# Exercise aim
Look for the line containing "of the weathered" in the records below. Then output it and all the lines that follow, exactly and without any others.

(Data supplied begins)

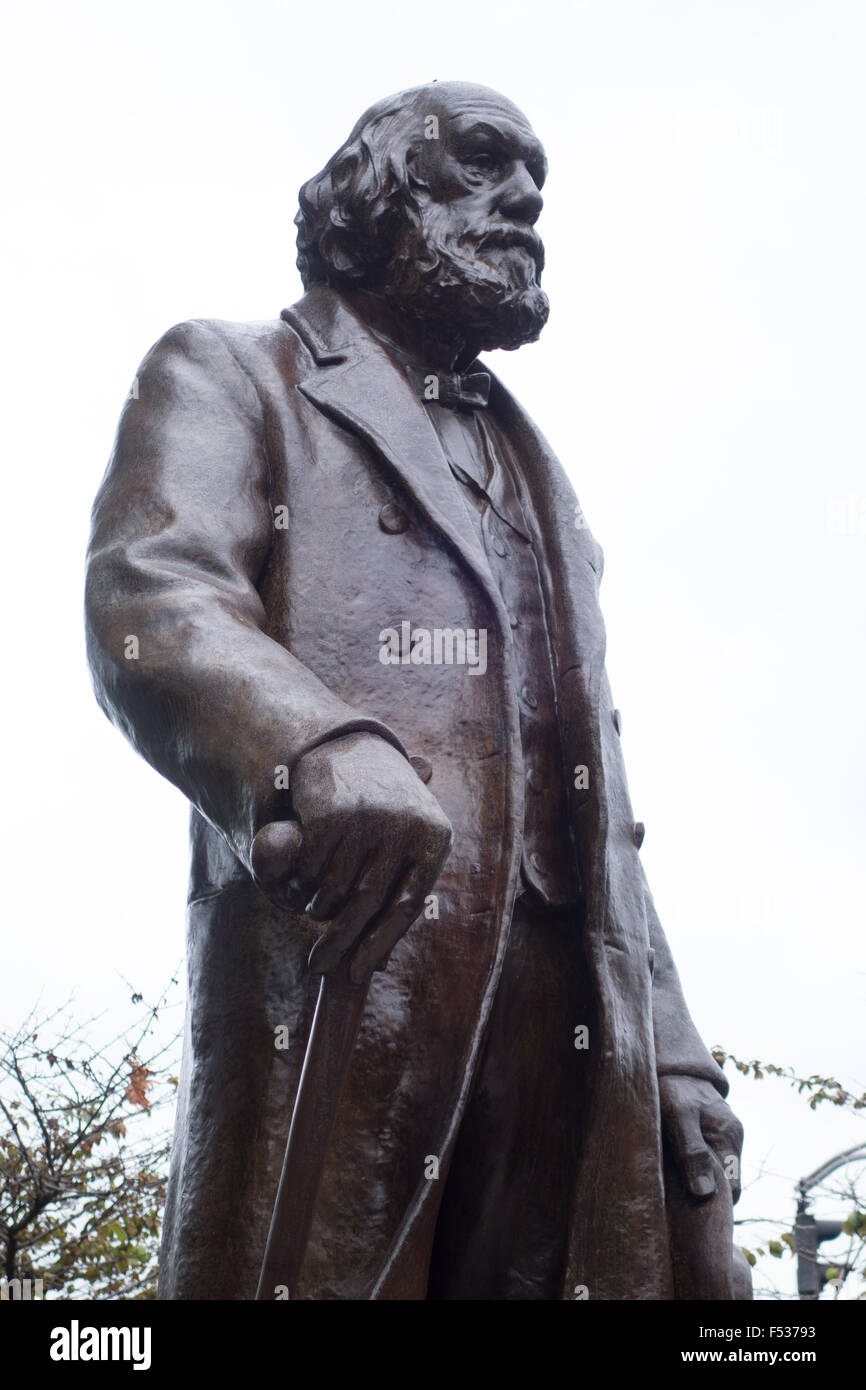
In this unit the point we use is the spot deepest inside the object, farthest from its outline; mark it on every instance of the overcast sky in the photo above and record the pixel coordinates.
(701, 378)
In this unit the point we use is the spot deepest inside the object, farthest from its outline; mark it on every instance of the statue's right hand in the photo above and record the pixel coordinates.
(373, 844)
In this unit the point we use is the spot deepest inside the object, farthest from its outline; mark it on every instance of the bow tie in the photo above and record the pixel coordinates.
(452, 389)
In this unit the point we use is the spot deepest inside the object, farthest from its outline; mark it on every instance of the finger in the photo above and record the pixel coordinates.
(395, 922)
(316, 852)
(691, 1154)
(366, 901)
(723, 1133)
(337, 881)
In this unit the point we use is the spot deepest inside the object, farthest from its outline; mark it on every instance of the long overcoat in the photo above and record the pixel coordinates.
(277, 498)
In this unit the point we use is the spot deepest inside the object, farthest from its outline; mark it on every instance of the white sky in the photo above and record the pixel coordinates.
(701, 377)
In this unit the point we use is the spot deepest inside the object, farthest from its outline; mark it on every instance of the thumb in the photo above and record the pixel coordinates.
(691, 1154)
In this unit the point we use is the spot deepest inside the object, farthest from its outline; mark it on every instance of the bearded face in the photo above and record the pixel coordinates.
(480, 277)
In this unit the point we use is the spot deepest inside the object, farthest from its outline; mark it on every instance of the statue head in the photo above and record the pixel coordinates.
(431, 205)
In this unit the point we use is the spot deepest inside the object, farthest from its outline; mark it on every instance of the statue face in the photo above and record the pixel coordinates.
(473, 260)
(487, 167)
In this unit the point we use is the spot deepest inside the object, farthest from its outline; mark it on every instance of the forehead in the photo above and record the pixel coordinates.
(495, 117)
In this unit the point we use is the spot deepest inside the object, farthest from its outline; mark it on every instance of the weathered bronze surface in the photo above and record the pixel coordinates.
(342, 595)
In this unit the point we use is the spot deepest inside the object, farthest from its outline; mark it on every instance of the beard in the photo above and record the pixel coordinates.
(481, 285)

(Data supplied ends)

# Answer box
In this unit the point we use is the spot deepest inside the object, farthest from its outline; mark it on every instance of the weathered bronze surface in the photo above and record the pixel coordinates.
(342, 595)
In this unit the point we use is the spot deepest inside the object, farthest from its outline; mark it on every instance of the beard in the photo above and record the pixel coordinates.
(481, 285)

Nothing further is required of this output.